WHAT IS BEING ASKED: Take each line of the records below that contains the string "grass" and copy it.
Start of INPUT DATA
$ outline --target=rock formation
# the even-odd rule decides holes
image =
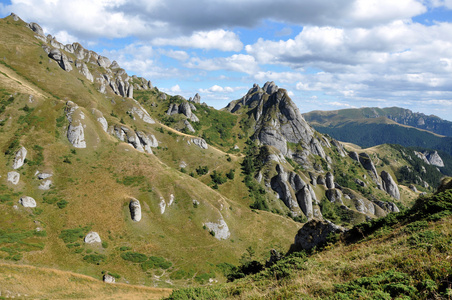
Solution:
[[[400,192],[397,183],[392,179],[391,174],[386,171],[381,171],[382,188],[391,197],[400,200]]]
[[[213,232],[212,235],[217,240],[226,240],[231,236],[228,224],[226,224],[223,217],[221,217],[217,222],[206,222],[204,225],[209,232]]]
[[[85,236],[84,242],[86,244],[94,244],[94,243],[101,243],[102,240],[100,239],[100,236],[97,232],[91,231]]]
[[[192,122],[199,122],[198,117],[192,112],[190,104],[186,101],[182,102],[182,104],[170,104],[166,114],[168,116],[172,116],[175,114],[183,114],[187,117],[188,120]]]
[[[23,207],[36,207],[36,200],[28,196],[23,196],[20,198],[19,204]]]
[[[192,138],[191,142],[198,146],[201,149],[208,149],[209,146],[207,145],[206,141],[202,138]]]
[[[20,174],[16,171],[8,172],[8,177],[6,179],[8,182],[11,182],[12,184],[16,185],[19,183],[20,180]]]
[[[104,274],[104,276],[102,277],[102,280],[103,280],[103,282],[106,282],[106,283],[115,283],[116,282],[116,279],[108,273]]]
[[[295,247],[310,250],[326,242],[330,233],[343,233],[345,228],[337,226],[328,220],[312,219],[304,224],[295,236]]]
[[[85,114],[72,101],[66,103],[66,118],[69,121],[67,139],[75,148],[86,148],[85,130],[83,121]]]
[[[328,189],[334,189],[334,176],[331,172],[326,173],[325,184]]]
[[[130,199],[129,203],[130,217],[132,221],[139,222],[141,220],[141,205],[140,201],[135,198]]]
[[[27,149],[20,147],[14,156],[13,169],[17,170],[24,165],[25,158],[27,157]]]

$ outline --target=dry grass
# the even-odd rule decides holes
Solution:
[[[56,269],[0,263],[1,296],[46,299],[161,299],[170,289],[108,284]]]

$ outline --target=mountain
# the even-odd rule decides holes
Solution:
[[[423,113],[412,112],[400,107],[363,107],[333,111],[312,111],[304,114],[308,122],[318,125],[337,125],[344,121],[361,119],[387,118],[401,125],[407,125],[430,132],[452,137],[452,122],[435,115],[427,116]]]
[[[405,147],[421,147],[425,149],[439,150],[452,155],[452,137],[440,136],[434,132],[418,129],[408,125],[402,125],[393,121],[389,117],[404,123],[413,123],[414,116],[420,114],[408,114],[406,117],[390,113],[392,111],[407,111],[398,108],[362,108],[344,109],[337,111],[313,111],[303,116],[319,132],[331,135],[332,137],[350,142],[361,147],[372,147],[381,144],[399,144]],[[386,112],[388,116],[379,115]],[[437,117],[425,117],[429,125],[422,126],[433,128],[443,128],[441,132],[447,133],[445,129],[450,122]],[[437,122],[437,123],[434,123]],[[442,124],[442,125],[438,125]],[[438,125],[438,126],[437,126]]]
[[[273,82],[216,110],[14,14],[0,38],[0,274],[28,268],[39,286],[2,283],[8,297],[110,297],[41,280],[71,272],[137,297],[225,282],[244,253],[286,252],[311,220],[352,228],[442,176],[429,154],[317,132]]]

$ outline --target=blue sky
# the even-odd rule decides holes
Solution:
[[[62,43],[222,108],[275,81],[301,112],[400,106],[452,121],[452,0],[13,0]]]

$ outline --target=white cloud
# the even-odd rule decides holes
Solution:
[[[199,89],[199,92],[201,93],[233,93],[237,90],[244,90],[246,87],[230,87],[230,86],[219,86],[219,85],[213,85],[208,89]]]
[[[190,58],[187,52],[180,51],[180,50],[161,50],[160,51],[163,55],[174,58],[179,61],[186,61]]]
[[[254,57],[244,54],[234,54],[229,57],[215,57],[211,59],[192,58],[185,66],[206,71],[228,70],[246,74],[253,74],[259,70],[259,66]]]
[[[231,31],[223,29],[198,31],[191,36],[177,38],[157,38],[152,41],[157,46],[178,46],[185,48],[218,49],[222,51],[240,51],[243,44],[239,37]]]

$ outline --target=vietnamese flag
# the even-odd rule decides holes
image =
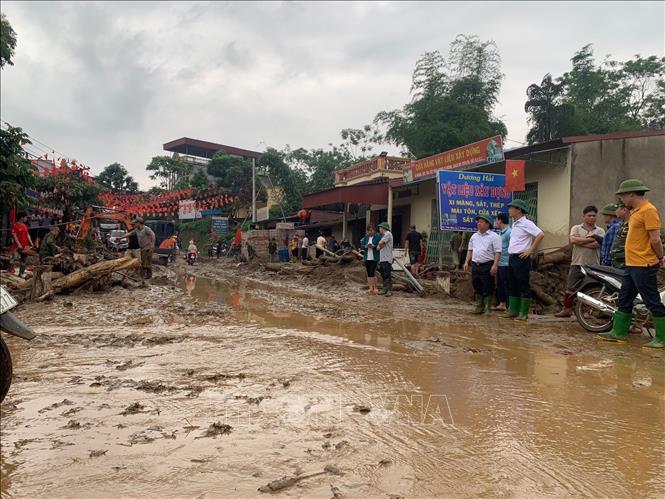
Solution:
[[[506,160],[506,192],[523,191],[524,185],[524,166],[526,161],[523,159]]]

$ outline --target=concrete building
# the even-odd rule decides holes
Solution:
[[[649,198],[665,218],[665,130],[564,137],[506,150],[504,156],[505,159],[526,162],[526,190],[514,193],[514,198],[527,202],[530,218],[545,232],[541,245],[543,249],[568,244],[570,227],[580,223],[582,209],[589,204],[600,208],[613,202],[617,186],[627,178],[639,178],[646,182],[651,188]],[[396,159],[401,160],[402,167],[406,164],[407,160]],[[335,189],[307,196],[303,206],[322,209],[325,206],[321,203],[337,199],[335,206],[343,220],[328,222],[337,233],[343,232],[343,227],[353,217],[351,211],[355,211],[360,223],[350,230],[349,236],[354,244],[357,244],[368,221],[378,223],[388,220],[396,242],[402,243],[409,225],[415,224],[419,231],[430,235],[428,261],[445,260],[448,252],[446,236],[449,233],[438,230],[434,176],[405,183],[397,165],[377,174],[377,167],[368,168],[364,163],[338,172]],[[503,174],[505,161],[465,170]],[[349,176],[348,172],[355,173]],[[363,202],[360,192],[345,194],[340,191],[349,186],[371,186],[373,183],[381,185],[381,190],[372,192],[371,202]],[[385,201],[381,201],[384,193]],[[354,203],[358,204],[355,208]]]

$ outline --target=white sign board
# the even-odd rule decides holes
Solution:
[[[201,215],[199,215],[200,217]],[[191,220],[196,218],[196,201],[194,199],[183,199],[178,201],[178,218],[180,220]]]
[[[261,220],[268,220],[270,218],[270,208],[267,206],[265,208],[258,208],[256,210],[256,221],[260,222]]]
[[[293,222],[277,222],[275,224],[275,229],[276,230],[293,230],[295,229],[295,224]]]

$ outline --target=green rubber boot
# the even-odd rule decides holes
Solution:
[[[483,298],[483,309],[485,312],[485,315],[490,315],[492,313],[492,305],[493,305],[493,300],[491,296],[486,296]]]
[[[665,348],[665,317],[654,317],[653,325],[656,328],[656,336],[642,346],[644,348]]]
[[[529,309],[531,308],[531,298],[522,298],[520,301],[520,314],[515,317],[516,321],[525,321],[529,318]]]
[[[482,314],[485,311],[485,304],[483,303],[483,297],[479,294],[476,294],[476,305],[471,311],[472,314]]]
[[[509,296],[508,297],[508,310],[505,314],[501,314],[499,317],[501,319],[514,319],[519,315],[520,312],[520,302],[522,299],[519,296]]]
[[[615,343],[625,342],[628,331],[630,330],[630,321],[632,315],[617,310],[612,318],[612,331],[600,333],[598,337],[605,341],[614,341]]]

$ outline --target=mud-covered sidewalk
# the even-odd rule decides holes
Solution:
[[[665,494],[663,352],[468,310],[218,261],[22,306],[2,497]]]

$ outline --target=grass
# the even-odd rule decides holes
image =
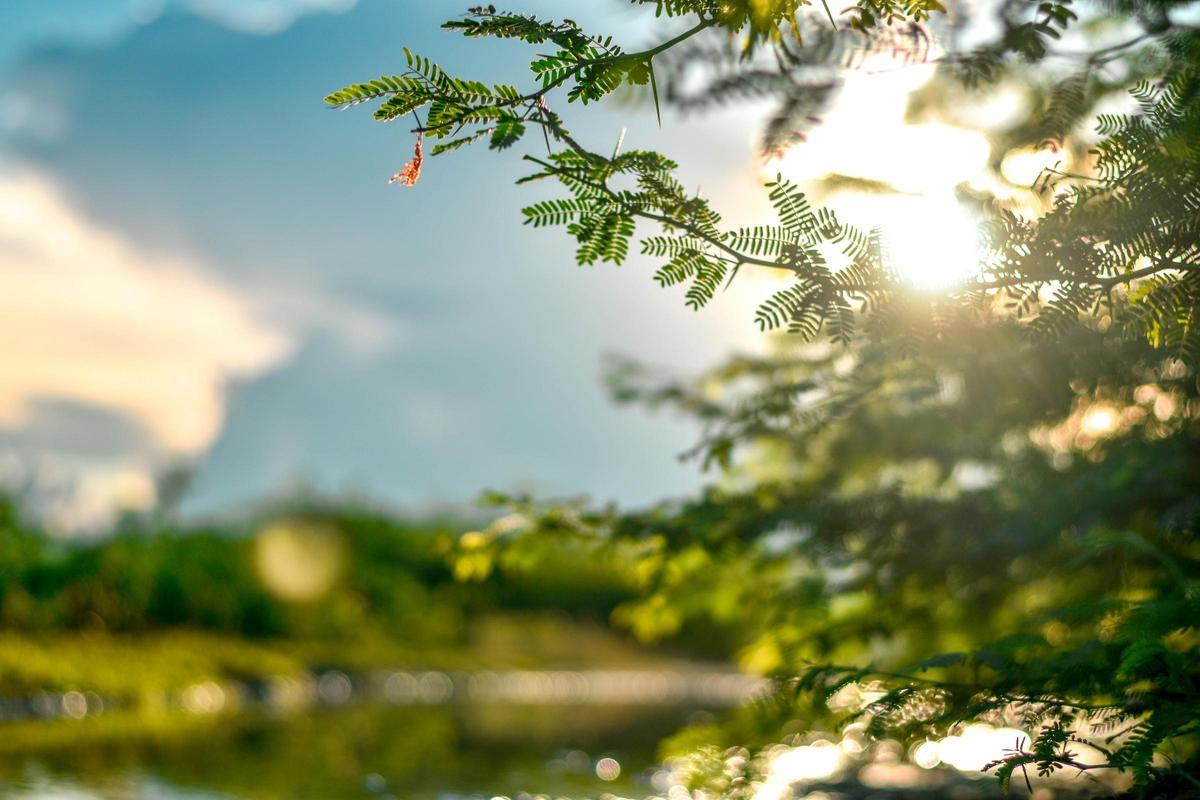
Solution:
[[[141,635],[0,633],[0,696],[90,691],[121,705],[205,681],[298,676],[313,669],[441,670],[645,667],[665,657],[597,625],[550,614],[477,620],[468,640],[417,646],[369,631],[336,640],[247,640],[196,630]]]

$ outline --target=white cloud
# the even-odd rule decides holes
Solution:
[[[358,0],[190,0],[193,13],[243,33],[263,36],[286,30],[305,14],[344,13]]]
[[[195,265],[140,252],[32,173],[0,175],[0,341],[0,424],[70,399],[126,414],[180,454],[216,435],[230,378],[290,345]]]
[[[228,382],[293,346],[196,264],[84,219],[45,177],[3,171],[0,341],[0,479],[64,530],[153,502],[153,475],[216,437]],[[48,429],[55,404],[74,416]]]
[[[371,358],[398,344],[400,321],[302,286],[275,283],[254,290],[262,297],[263,319],[296,337],[322,332],[332,334],[357,358]]]
[[[164,13],[183,11],[227,28],[267,36],[307,14],[344,13],[358,0],[0,0],[0,67],[47,42],[111,44]],[[67,6],[67,8],[64,8]],[[11,8],[11,11],[10,11]],[[86,10],[85,10],[86,8]]]
[[[31,486],[54,527],[100,528],[213,443],[230,381],[280,365],[313,333],[353,358],[399,339],[397,320],[337,297],[212,276],[0,164],[0,485]]]

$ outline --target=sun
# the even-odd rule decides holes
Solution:
[[[984,271],[979,220],[953,189],[924,193],[841,192],[823,205],[866,232],[877,230],[883,264],[902,284],[918,291],[946,292]],[[830,259],[834,270],[845,259]]]
[[[901,280],[945,291],[981,272],[979,223],[955,189],[991,174],[991,144],[979,130],[908,120],[909,95],[933,75],[932,65],[919,65],[848,77],[808,139],[763,171],[809,188],[817,204],[845,222],[864,231],[878,227],[886,261]],[[823,189],[830,176],[850,180]],[[853,186],[856,180],[861,186]]]
[[[879,218],[885,260],[920,289],[950,289],[979,272],[979,226],[952,194],[904,197]]]

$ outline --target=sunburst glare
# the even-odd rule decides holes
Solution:
[[[881,218],[887,260],[922,289],[962,284],[979,270],[979,229],[953,196],[906,197]]]
[[[982,254],[978,222],[955,189],[989,175],[988,139],[940,121],[909,120],[908,98],[933,69],[889,71],[896,65],[879,58],[882,71],[848,77],[806,141],[771,159],[763,173],[798,181],[818,205],[863,229],[878,225],[887,260],[906,283],[926,290],[960,285],[978,274]],[[922,149],[937,157],[897,157]]]

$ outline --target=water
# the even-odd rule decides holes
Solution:
[[[370,704],[168,714],[137,724],[27,722],[0,726],[0,796],[640,797],[654,791],[658,743],[695,713],[694,706],[646,704]]]

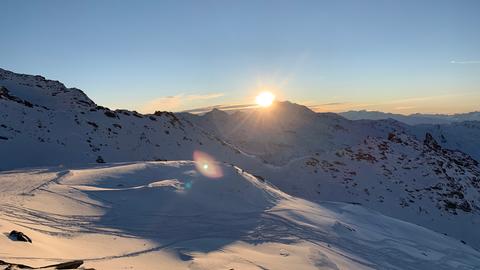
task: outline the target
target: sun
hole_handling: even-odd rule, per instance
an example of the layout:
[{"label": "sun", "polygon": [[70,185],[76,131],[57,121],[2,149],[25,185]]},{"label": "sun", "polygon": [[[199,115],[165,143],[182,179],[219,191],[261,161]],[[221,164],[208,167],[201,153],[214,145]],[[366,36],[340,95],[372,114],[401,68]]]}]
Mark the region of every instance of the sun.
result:
[{"label": "sun", "polygon": [[255,102],[261,107],[268,107],[272,105],[274,100],[275,95],[273,95],[271,92],[261,92],[255,98]]}]

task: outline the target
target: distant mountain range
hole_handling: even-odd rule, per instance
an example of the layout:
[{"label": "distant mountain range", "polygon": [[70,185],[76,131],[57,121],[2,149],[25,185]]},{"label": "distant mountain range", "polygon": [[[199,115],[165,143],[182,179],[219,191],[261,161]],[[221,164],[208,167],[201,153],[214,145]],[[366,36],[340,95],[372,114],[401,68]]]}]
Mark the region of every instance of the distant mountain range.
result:
[{"label": "distant mountain range", "polygon": [[361,204],[480,248],[476,115],[412,126],[392,117],[349,120],[291,102],[232,114],[143,115],[98,106],[58,81],[0,69],[0,170],[192,160],[202,151],[290,195]]},{"label": "distant mountain range", "polygon": [[421,114],[410,115],[385,113],[379,111],[348,111],[339,113],[339,115],[350,120],[382,120],[394,119],[409,125],[418,124],[448,124],[463,121],[480,121],[480,111],[458,114]]}]

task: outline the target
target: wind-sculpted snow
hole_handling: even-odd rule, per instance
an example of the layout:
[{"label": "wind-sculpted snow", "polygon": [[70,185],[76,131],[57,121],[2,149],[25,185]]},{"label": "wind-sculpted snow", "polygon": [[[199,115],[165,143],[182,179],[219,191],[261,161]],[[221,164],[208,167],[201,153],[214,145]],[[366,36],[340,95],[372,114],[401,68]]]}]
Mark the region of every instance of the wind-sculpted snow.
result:
[{"label": "wind-sculpted snow", "polygon": [[[193,162],[0,174],[0,256],[97,269],[475,269],[457,240],[358,205],[310,203],[231,166]],[[8,190],[8,192],[7,192]]]}]

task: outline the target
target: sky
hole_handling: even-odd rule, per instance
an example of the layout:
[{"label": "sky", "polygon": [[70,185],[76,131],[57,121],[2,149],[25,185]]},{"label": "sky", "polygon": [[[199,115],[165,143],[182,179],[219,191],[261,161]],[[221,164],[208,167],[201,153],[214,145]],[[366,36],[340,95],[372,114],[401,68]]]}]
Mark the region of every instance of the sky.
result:
[{"label": "sky", "polygon": [[140,112],[480,110],[480,1],[0,1],[0,67]]}]

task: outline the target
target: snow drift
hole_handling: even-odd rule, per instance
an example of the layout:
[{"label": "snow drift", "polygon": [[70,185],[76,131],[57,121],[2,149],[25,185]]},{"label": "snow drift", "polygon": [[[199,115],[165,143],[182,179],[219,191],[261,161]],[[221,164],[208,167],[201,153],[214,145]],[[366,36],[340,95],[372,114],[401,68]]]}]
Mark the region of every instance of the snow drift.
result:
[{"label": "snow drift", "polygon": [[474,269],[480,253],[358,205],[300,200],[227,164],[44,168],[0,174],[2,258],[98,269]]}]

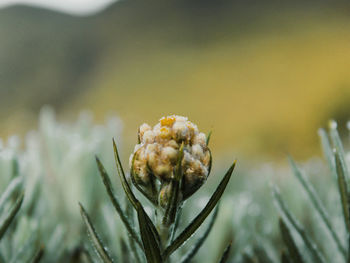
End of INPUT DATA
RESPONSE AREA:
$ outline --target=dry grass
$ outline --target=grass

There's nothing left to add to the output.